• [TEXT TO READ]
As investors, founders, employees and plenty of other interested parties continue to pivot, here’s a few things to consider.

Buyer beware of potential overvalued startups. “There are many investors who knowingly paid an irrational aggressive price or value for a company,” Maloney says.

Why? Because they wanted to get in on a deal.

“It was worth more to them to get in on the deal then the expected ROI was in business,” Maloney says.

There’s also plenty of startups that are terrified of having a down round of funding — where investors purchase stock from a company at a lower valuation — and are willing to go to the “sharks” aka opportunistic investors, who Gurley points out have “dirty term sheets” if a founder agrees.

“If you get funding right now, the deals you do see are basically debt,” Maloney says. “It’s a lie to call it traditional venture investing because of the extremes on the deals make sure the new investors make at least their money back if not some guaranteed percentage of interest.”

Think of it as going to a loan shark. In exchange for paying the overinflated evaluation of the company, an investor will likely demand a founder of a startup to repay the entire investment, plus interest and if the founder isn’t able to make those terms, the investor may have veto rights to all company compensation and essentially have full control of the company.

[Extracted records]
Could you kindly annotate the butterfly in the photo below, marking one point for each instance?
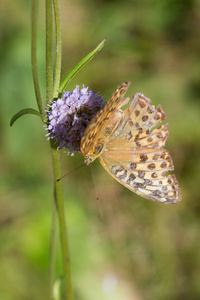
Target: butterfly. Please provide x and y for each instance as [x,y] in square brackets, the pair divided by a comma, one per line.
[129,149]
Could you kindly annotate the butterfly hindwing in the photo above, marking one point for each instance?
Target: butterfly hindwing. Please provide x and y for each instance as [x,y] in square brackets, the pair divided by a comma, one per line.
[133,153]
[144,175]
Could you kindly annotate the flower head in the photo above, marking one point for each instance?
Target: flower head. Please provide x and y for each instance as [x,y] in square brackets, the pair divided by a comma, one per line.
[70,115]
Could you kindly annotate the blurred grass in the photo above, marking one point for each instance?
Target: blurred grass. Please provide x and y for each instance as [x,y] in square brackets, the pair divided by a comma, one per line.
[151,251]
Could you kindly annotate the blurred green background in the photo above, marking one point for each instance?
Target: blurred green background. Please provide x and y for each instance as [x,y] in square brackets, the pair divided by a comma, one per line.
[125,247]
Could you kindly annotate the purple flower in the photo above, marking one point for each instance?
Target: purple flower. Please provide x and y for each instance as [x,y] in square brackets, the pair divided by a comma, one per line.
[70,115]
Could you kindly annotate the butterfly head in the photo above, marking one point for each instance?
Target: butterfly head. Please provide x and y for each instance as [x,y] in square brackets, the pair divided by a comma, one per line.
[95,152]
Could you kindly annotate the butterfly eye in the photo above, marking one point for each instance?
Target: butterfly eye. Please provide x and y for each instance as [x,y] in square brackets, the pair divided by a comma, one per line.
[98,148]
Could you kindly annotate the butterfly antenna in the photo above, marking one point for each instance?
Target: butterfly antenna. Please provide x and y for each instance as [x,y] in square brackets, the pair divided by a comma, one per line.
[94,183]
[70,172]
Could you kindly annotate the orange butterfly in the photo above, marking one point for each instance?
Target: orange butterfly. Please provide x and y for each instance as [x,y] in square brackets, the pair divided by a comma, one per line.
[129,149]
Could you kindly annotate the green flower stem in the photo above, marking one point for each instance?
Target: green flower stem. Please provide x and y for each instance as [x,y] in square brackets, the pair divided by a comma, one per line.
[49,50]
[34,55]
[62,223]
[58,49]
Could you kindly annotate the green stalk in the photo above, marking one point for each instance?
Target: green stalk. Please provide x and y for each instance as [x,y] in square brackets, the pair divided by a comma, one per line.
[62,222]
[58,49]
[34,55]
[49,50]
[50,94]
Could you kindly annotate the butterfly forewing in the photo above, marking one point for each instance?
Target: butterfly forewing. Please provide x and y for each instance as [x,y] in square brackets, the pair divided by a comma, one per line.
[105,121]
[133,153]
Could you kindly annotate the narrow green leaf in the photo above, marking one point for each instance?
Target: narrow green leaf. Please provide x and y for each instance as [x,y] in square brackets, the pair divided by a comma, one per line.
[80,65]
[24,112]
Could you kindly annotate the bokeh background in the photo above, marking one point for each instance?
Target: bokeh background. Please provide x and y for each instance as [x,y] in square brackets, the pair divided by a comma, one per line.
[125,247]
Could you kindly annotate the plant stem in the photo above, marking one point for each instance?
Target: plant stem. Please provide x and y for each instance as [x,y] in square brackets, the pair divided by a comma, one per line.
[34,55]
[62,223]
[58,49]
[49,50]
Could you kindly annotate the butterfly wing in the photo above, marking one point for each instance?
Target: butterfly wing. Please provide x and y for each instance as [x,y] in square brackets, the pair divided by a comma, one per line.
[104,123]
[135,156]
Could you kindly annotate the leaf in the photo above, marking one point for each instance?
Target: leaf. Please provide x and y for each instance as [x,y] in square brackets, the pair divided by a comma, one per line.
[80,65]
[24,112]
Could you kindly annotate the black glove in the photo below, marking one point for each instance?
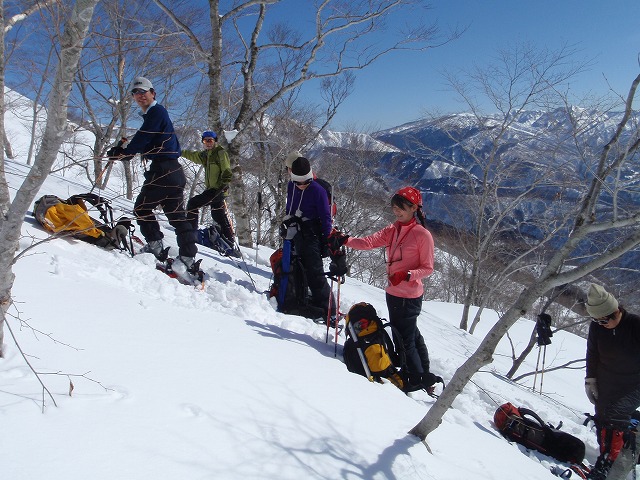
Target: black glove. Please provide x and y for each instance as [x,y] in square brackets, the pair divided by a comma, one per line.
[336,240]
[118,153]
[338,266]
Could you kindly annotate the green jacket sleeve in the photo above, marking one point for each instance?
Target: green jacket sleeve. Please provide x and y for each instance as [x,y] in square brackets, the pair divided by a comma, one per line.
[193,155]
[225,167]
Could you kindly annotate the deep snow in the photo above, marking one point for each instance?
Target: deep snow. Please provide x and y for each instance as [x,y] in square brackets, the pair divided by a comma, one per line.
[174,382]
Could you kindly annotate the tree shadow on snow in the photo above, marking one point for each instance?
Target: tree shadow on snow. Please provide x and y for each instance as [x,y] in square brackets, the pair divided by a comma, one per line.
[272,331]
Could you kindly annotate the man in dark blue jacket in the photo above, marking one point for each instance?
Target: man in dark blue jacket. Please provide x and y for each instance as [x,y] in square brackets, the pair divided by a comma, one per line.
[307,200]
[164,183]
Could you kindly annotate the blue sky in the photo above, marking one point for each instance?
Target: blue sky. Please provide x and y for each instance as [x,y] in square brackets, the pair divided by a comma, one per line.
[401,87]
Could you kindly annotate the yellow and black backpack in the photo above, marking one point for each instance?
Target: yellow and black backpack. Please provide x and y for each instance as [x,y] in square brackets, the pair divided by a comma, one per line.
[369,342]
[71,217]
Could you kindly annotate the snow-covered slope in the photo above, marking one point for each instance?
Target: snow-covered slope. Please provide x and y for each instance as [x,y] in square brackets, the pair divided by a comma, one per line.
[174,382]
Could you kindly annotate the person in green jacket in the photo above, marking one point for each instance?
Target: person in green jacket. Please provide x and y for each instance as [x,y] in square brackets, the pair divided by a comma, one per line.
[217,175]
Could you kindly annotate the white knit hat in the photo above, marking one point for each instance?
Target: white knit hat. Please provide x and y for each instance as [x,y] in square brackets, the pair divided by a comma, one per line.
[301,170]
[600,303]
[142,84]
[291,158]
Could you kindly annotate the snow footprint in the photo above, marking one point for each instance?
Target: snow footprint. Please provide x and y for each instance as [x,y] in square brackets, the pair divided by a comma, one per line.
[192,410]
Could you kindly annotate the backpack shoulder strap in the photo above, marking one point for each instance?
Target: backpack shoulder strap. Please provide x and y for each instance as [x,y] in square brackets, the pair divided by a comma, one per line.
[102,205]
[526,412]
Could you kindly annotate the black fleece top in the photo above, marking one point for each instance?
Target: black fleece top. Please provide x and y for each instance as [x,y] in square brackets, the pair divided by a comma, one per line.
[613,355]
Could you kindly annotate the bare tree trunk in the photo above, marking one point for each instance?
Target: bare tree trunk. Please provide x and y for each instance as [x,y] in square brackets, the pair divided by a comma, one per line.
[71,44]
[4,187]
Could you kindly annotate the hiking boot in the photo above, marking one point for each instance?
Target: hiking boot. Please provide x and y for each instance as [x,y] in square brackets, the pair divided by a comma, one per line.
[157,248]
[600,469]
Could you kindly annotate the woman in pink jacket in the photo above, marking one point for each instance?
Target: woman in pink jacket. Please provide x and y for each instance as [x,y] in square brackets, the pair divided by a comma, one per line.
[409,253]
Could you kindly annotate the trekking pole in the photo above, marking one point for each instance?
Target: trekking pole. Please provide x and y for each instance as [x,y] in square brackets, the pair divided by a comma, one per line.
[106,167]
[535,377]
[259,222]
[544,354]
[335,340]
[326,338]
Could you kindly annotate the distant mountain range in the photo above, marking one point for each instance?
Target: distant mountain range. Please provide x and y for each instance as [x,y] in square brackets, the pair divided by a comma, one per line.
[447,157]
[538,157]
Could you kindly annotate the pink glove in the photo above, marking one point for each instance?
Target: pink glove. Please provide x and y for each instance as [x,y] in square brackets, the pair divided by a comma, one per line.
[398,277]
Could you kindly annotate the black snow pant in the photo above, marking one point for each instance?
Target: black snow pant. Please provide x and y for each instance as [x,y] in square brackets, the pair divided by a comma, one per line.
[403,316]
[214,198]
[308,247]
[164,185]
[617,400]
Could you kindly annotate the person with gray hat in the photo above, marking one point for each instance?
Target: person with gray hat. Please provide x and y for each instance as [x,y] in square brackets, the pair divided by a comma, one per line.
[164,183]
[612,380]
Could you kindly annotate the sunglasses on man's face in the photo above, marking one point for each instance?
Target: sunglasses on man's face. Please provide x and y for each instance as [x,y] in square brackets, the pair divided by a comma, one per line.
[603,320]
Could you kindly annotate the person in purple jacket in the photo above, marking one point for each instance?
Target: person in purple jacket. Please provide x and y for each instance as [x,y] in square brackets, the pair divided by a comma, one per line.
[307,200]
[164,183]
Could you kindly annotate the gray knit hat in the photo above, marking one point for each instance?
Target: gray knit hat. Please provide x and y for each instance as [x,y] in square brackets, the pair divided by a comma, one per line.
[600,303]
[141,83]
[291,158]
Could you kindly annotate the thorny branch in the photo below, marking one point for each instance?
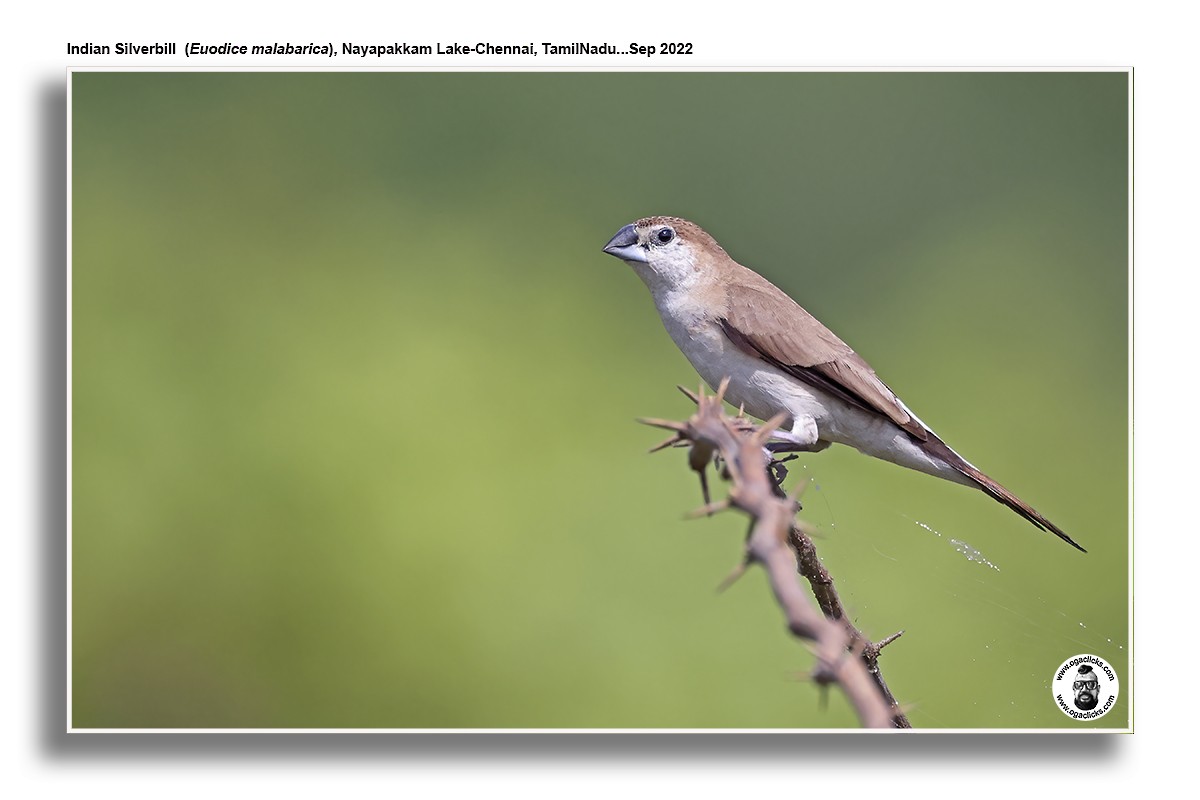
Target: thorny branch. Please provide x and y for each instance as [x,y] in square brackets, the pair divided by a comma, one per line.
[844,655]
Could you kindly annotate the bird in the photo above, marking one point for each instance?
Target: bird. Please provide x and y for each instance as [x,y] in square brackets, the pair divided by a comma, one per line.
[732,324]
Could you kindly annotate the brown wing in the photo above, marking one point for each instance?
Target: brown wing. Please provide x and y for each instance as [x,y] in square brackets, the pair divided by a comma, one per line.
[763,322]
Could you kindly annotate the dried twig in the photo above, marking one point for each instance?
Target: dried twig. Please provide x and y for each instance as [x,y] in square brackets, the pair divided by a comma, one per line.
[844,655]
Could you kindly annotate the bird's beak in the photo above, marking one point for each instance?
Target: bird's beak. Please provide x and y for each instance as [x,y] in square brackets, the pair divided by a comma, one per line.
[624,246]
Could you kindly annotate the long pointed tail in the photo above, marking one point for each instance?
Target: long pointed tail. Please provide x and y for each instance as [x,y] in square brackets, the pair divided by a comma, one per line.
[935,446]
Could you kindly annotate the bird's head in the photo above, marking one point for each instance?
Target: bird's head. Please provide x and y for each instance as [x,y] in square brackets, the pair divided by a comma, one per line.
[666,252]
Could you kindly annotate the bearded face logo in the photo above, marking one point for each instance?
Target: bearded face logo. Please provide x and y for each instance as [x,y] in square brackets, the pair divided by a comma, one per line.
[1086,689]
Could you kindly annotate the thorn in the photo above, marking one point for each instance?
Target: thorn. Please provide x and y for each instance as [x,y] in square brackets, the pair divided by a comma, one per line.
[665,444]
[732,577]
[707,510]
[703,486]
[886,641]
[670,425]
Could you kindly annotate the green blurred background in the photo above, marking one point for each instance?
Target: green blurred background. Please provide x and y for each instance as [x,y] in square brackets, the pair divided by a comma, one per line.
[354,392]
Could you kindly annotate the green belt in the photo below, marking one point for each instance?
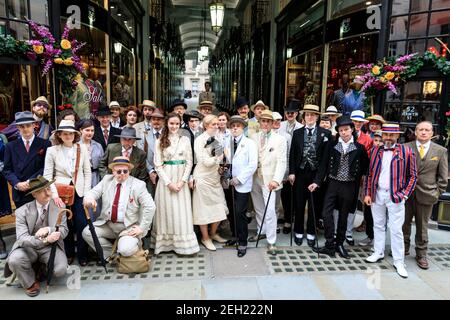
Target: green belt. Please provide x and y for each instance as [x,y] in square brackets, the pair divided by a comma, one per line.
[175,162]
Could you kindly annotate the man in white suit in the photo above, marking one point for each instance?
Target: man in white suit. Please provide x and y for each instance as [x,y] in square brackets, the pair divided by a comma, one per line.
[127,210]
[244,161]
[272,156]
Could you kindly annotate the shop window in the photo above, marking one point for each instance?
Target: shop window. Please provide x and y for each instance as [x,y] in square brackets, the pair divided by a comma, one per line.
[400,7]
[440,4]
[344,7]
[439,22]
[123,76]
[419,5]
[418,25]
[416,46]
[399,26]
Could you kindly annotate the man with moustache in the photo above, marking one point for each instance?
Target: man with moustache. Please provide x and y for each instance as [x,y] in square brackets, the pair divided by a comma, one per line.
[391,181]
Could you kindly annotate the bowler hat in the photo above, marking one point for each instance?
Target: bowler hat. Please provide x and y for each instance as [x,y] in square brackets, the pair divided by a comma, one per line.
[38,183]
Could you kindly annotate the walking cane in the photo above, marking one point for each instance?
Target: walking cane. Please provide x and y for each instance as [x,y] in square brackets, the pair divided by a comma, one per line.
[292,211]
[264,216]
[314,219]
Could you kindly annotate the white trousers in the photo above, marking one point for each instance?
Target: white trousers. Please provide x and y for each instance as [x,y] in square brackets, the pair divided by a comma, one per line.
[395,219]
[260,195]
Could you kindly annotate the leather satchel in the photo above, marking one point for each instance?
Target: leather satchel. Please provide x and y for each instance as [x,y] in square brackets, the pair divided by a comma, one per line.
[136,263]
[65,191]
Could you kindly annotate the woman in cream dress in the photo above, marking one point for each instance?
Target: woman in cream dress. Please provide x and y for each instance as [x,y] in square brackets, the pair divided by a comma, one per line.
[209,206]
[173,228]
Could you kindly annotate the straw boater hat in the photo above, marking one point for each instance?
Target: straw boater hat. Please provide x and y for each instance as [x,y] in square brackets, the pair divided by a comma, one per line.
[128,133]
[239,119]
[311,108]
[38,183]
[391,128]
[376,117]
[24,117]
[258,103]
[358,115]
[114,104]
[332,111]
[68,126]
[147,103]
[41,99]
[266,114]
[121,161]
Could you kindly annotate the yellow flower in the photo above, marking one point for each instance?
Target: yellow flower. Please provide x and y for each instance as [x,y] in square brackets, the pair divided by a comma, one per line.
[68,62]
[376,70]
[65,44]
[38,49]
[390,75]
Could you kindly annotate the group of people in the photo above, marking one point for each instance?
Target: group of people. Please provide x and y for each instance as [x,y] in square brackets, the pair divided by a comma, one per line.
[170,180]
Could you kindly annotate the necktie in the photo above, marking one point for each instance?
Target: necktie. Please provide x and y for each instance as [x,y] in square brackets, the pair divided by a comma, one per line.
[115,203]
[106,135]
[422,151]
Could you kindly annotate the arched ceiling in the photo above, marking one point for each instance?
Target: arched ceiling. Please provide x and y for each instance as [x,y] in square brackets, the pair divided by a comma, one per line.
[188,15]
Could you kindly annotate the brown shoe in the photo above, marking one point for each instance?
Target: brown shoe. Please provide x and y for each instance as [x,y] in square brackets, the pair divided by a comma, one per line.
[422,262]
[34,290]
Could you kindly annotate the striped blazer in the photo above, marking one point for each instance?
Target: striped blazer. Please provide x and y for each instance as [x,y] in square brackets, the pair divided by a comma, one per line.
[403,172]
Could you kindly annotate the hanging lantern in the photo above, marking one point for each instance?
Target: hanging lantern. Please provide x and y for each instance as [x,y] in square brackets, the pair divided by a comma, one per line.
[217,10]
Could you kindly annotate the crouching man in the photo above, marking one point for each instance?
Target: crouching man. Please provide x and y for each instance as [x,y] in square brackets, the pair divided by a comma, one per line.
[36,231]
[127,210]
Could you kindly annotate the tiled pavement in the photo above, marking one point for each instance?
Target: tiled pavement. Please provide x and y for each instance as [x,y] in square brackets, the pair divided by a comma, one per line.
[294,273]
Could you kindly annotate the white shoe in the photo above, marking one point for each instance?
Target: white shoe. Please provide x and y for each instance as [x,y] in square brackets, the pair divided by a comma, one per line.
[401,270]
[366,242]
[375,257]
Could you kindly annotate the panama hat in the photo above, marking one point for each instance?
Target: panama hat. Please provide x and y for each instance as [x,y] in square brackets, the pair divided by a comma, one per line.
[121,161]
[38,183]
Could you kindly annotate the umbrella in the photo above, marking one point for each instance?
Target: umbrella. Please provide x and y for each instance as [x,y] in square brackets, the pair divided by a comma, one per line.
[98,247]
[51,259]
[264,217]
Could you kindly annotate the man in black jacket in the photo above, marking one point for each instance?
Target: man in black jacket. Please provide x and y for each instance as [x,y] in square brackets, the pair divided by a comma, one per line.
[344,163]
[307,147]
[105,133]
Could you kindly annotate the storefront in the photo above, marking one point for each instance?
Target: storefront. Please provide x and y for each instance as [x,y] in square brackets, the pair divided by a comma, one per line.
[113,37]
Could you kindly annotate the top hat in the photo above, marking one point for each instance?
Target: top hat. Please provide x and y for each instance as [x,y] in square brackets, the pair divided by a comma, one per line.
[344,121]
[239,119]
[266,114]
[38,183]
[147,103]
[178,102]
[332,111]
[391,128]
[121,161]
[258,103]
[240,102]
[293,106]
[128,133]
[42,100]
[311,108]
[358,115]
[24,117]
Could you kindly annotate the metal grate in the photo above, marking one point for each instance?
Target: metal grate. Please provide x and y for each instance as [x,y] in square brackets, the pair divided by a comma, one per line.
[299,260]
[440,255]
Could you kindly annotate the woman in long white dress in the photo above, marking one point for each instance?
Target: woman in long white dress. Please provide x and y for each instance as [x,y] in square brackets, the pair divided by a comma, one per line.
[173,228]
[209,206]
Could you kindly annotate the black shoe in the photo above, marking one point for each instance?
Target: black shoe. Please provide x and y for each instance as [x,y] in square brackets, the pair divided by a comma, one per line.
[342,252]
[242,252]
[298,241]
[311,243]
[350,241]
[325,250]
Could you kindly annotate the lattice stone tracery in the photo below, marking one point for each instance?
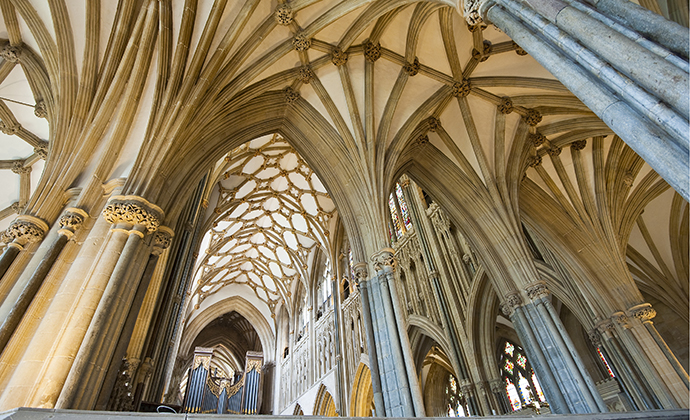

• [TO-DO LIST]
**a)** In the text on startup funding, what is a down round?
**b)** Pick up the text on startup funding after its final sentence and continue writing it.

• [RESPONSE LIST]
**a)** A down round is when investors purchase stock from a company at a lower valuation.

**b)**
“So they are asking for outlandish control of the company,” Maloney says. “Things that should rightfully be the responsibility of the board.”

There are still plenty of great startups that need funding. Maloney is quick to point that there hasn’t been an increase or decrease of excellent business ideas. Much of the heat is pointed toward late-stage funding, not initial startups who are trying to secure their seed or first-round (Series A) funding.

“There are still good companies that need investments to take their company to the next level,” Maloney says. “Even if the ideas have been significantly overvalued, many of them were good. They are still great companies that should be nurtured and grown.”

Before investing, do your homework. Start by asking the founder, “Who are your customers? What do you do for them and why do they care?” Maloney says. “The real point is understanding why people are paying this company. You have to make sure the value the company is producing is worthwhile. That it’s not smoke and mirrors.”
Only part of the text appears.